Work to complete ->
[1] In the cartoon transcript, list every famous pair that the Warner Trio compares Rita and Runt to.
[2] Answer these from the cartoon transcript:
(a) According to Yakko's useless fact, where is a shrimp's heart?
(b) What song do the gorillas at the Ritz dance to?
(c) What is the name of the gorilla called the angriest ape in the world?

Extract ->
◇ ◇ ◇ ◇

They're dinky, they're Pinky and

The Brain, brain brain brain,



Useless Fact[]

*Yakko: And now another...

(Rock saying "useless fact" crushed sign saying "Useful fact")

*Yakko: Useless fact. A shrimp's heart is in its head. What's wrong? Headache?

*Shrimp: No, heartburn.

(Drums play)

*Yakko: This has been another...

(Rock saying "useless fact" hits ground loudly)

*Yakko: Useless fact.

Rita and Runt intro[]


*Warner Trio:

Like Abbott and Costello

Like Sonny and Cher

Like Martin and Lewis they're a perfect pair

(Runt slides mud into Rita)

Like laurel and hardy,

(Runt lets go of the piano, which squashes Rita)

Like Fontanne and Lunt.

They're perfectly mismatched,

They're Rita and Runt.

(Both come out of trash can. Runt hugs Rita.)

Kiki's Kitten[]

*Dr 1: Dr. Baboo, so kind of you to come. Thank you for asking me,

*Dr 2: Dr. Himp. I only hope that I may be of help to you in your primatial researchings.

*Dr 1: As you can see, these are our gorillas in the mist. Perfectly harmless. Completely at peace.

*Dr 2: Mm-hm. Very misty.

*Dr 1: And here are our gorillas at the Ritz.

(Gorillas grunt and dance to Puttin' on the Ritz)

*Dr 2: Mm-hm. Very dancy.

*Dr 1: This one's the problem. Kiki, the angriest ape in the world.

(Gorilla roars and slaps chest, cuts down tree, roars and slaps chest, collides into glass wall)

*Dr 2: Aah! In all my years studying gorillas in the Kahuzi-Biega, I have never seen such aggressionality.

*Dr 1: That is why she's kept separate from the other social groupings.

*Dr 2: Has she not responded to mist?

*Dr 1: No, no, not at all. And she refuses to learn choreography. We need your help, Dr. Baboo, to find a way to pacify her.

*Rita (singing): Meow, meow meow meow meow meow ow ow ow.

*Dr 2: Something outside has pacificated her. Quick, let us see what it might be.

*Rita (singing):

Stomach's empty And I need to find food


This trash can Belongs to me

*Rita: Some stray cats can be so awfully rude

Trash is public property

Don't mess with me I am in a bad mood

*Both: Meow, meow, meow, meow, meow meow-ow-ow-ow.

*Stray: Bye-bye, kitten Hope someday ya find food

*Rita: (Picked up by scientist) Huh. Hey!

(Stray laughs)

*Rita: Runt!

*Runt: Oh, that's not a duck. Yeah, it is a duck. Oh, that's a good duck. That's a very bad, bad duck.

◇ ◇ ◇ ◇

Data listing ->
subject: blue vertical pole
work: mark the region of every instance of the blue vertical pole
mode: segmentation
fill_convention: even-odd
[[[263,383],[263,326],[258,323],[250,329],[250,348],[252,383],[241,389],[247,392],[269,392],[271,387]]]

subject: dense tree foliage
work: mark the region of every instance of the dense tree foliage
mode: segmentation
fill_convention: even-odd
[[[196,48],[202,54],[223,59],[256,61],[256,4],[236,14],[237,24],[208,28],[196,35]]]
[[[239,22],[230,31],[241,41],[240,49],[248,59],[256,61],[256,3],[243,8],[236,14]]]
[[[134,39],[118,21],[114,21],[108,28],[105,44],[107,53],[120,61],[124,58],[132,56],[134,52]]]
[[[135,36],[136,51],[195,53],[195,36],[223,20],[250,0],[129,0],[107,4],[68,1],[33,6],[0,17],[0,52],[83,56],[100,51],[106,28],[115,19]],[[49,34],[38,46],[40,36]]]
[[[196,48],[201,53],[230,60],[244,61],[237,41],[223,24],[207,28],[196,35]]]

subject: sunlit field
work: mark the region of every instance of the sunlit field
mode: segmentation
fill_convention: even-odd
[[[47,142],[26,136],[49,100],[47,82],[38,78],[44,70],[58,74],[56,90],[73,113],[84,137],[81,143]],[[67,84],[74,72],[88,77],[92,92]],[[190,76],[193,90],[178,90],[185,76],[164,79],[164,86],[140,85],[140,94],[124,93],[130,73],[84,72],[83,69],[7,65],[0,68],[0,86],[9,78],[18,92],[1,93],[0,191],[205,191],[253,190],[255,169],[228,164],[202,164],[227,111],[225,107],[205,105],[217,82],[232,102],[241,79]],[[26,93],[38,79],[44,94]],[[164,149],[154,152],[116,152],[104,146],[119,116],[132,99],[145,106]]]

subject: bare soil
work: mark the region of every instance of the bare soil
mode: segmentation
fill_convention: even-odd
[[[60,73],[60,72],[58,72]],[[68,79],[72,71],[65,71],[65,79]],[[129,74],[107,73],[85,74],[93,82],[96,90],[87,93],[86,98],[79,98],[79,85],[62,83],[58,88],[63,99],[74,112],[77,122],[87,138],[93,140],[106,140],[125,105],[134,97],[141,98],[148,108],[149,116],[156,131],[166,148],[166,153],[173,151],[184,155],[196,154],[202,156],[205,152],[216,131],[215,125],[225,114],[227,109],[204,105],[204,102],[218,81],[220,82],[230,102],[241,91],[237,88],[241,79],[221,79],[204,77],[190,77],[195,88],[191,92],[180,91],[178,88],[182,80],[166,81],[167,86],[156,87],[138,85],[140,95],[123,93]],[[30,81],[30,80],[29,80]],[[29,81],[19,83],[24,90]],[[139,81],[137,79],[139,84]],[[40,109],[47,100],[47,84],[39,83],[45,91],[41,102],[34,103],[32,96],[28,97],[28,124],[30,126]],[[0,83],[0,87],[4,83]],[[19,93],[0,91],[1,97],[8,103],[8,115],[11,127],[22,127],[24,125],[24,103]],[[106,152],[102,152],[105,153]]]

◇ ◇ ◇ ◇

Answers per task ->
[1]
Abbott and Costello
Sonny and Cher
Martin and Lewis
laurel and hardy
Fontanne and Lunt

[2]
(a) In its head.
(b) Puttin' on the Ritz.
(c) Kiki.